Exercise goal - Begin at the top of the records below and return each line exactly through the line with "the form [243,310].". Skip pictures.

___ Provided material

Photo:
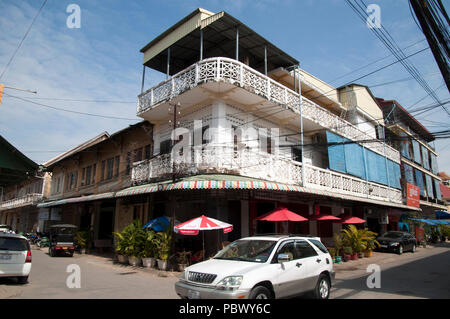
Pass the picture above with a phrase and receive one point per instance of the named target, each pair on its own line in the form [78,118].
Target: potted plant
[348,251]
[83,239]
[148,256]
[182,260]
[165,241]
[332,252]
[338,244]
[120,247]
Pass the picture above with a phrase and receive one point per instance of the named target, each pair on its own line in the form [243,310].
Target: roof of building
[445,191]
[96,141]
[400,112]
[219,40]
[444,176]
[14,166]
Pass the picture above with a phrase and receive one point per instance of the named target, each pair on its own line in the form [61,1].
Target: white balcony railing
[28,199]
[261,165]
[239,74]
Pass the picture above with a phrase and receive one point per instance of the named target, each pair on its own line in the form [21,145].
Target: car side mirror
[283,258]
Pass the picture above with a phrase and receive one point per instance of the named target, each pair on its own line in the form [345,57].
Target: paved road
[423,274]
[99,279]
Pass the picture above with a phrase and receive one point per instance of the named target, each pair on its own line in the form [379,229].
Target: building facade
[418,156]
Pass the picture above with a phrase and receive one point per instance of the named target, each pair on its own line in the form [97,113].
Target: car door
[13,250]
[313,264]
[288,272]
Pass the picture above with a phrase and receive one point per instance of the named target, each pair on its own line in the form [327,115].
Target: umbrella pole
[204,251]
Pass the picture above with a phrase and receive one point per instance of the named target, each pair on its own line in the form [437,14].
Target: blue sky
[101,60]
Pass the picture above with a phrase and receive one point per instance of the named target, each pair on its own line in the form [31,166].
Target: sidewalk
[385,260]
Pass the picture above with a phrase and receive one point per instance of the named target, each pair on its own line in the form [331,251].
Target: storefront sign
[420,234]
[412,195]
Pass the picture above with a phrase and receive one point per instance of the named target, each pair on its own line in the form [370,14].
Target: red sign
[412,195]
[420,234]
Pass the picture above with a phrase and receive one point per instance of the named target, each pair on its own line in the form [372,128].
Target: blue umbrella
[159,223]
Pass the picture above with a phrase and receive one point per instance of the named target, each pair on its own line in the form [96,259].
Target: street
[419,275]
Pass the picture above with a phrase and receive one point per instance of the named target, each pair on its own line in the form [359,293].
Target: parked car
[61,240]
[261,267]
[15,257]
[5,229]
[397,241]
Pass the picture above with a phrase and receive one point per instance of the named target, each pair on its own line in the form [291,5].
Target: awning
[442,215]
[229,182]
[76,200]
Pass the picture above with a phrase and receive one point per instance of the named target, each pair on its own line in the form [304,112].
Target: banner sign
[412,195]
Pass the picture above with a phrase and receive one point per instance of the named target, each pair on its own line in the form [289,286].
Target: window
[102,176]
[109,167]
[164,147]
[117,160]
[137,155]
[128,170]
[148,151]
[304,249]
[319,245]
[297,154]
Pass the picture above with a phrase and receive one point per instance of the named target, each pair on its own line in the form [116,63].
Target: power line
[23,39]
[70,111]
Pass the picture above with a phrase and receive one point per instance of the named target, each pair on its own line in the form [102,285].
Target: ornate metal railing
[29,199]
[239,74]
[260,165]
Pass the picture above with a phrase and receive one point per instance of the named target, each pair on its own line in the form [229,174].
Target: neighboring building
[86,179]
[418,155]
[21,188]
[234,98]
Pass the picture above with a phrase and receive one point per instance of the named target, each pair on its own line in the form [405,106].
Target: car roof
[277,237]
[11,235]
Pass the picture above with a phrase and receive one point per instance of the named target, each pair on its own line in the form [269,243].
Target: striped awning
[137,190]
[76,200]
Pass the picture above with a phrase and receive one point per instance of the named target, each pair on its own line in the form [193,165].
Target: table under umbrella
[352,220]
[194,226]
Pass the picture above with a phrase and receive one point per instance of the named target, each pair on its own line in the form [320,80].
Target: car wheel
[260,292]
[322,290]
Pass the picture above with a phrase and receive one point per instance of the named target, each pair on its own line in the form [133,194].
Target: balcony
[26,200]
[261,165]
[238,74]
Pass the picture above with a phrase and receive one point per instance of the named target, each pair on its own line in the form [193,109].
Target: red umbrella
[325,218]
[282,214]
[193,226]
[352,220]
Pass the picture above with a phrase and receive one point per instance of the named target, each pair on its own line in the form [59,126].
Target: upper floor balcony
[262,166]
[239,82]
[29,199]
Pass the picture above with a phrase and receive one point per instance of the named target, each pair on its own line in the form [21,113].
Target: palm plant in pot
[165,243]
[148,256]
[338,246]
[121,244]
[135,241]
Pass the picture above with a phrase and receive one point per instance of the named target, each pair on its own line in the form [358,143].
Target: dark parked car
[397,241]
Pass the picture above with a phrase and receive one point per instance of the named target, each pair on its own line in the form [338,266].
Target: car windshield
[14,244]
[247,250]
[392,235]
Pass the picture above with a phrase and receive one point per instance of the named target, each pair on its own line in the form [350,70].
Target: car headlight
[393,244]
[230,283]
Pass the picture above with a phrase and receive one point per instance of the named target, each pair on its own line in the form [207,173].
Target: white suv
[261,267]
[15,257]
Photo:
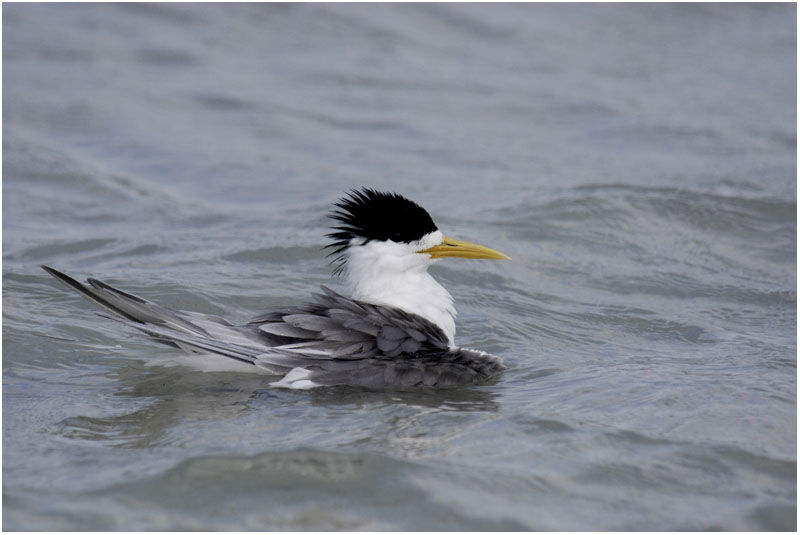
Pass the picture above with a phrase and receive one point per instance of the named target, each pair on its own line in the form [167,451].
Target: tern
[396,330]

______

Task result -
Photo:
Pass the picture above with a phrase and receive one point per instance of the named target, each pair on its own line in the form [78,118].
Target: potted plant
[348,251]
[83,239]
[148,256]
[182,260]
[165,241]
[332,252]
[338,244]
[120,247]
Pass the picture above with a phrase and receive one point per instance of the named target, each pair on its own line in the form [243,310].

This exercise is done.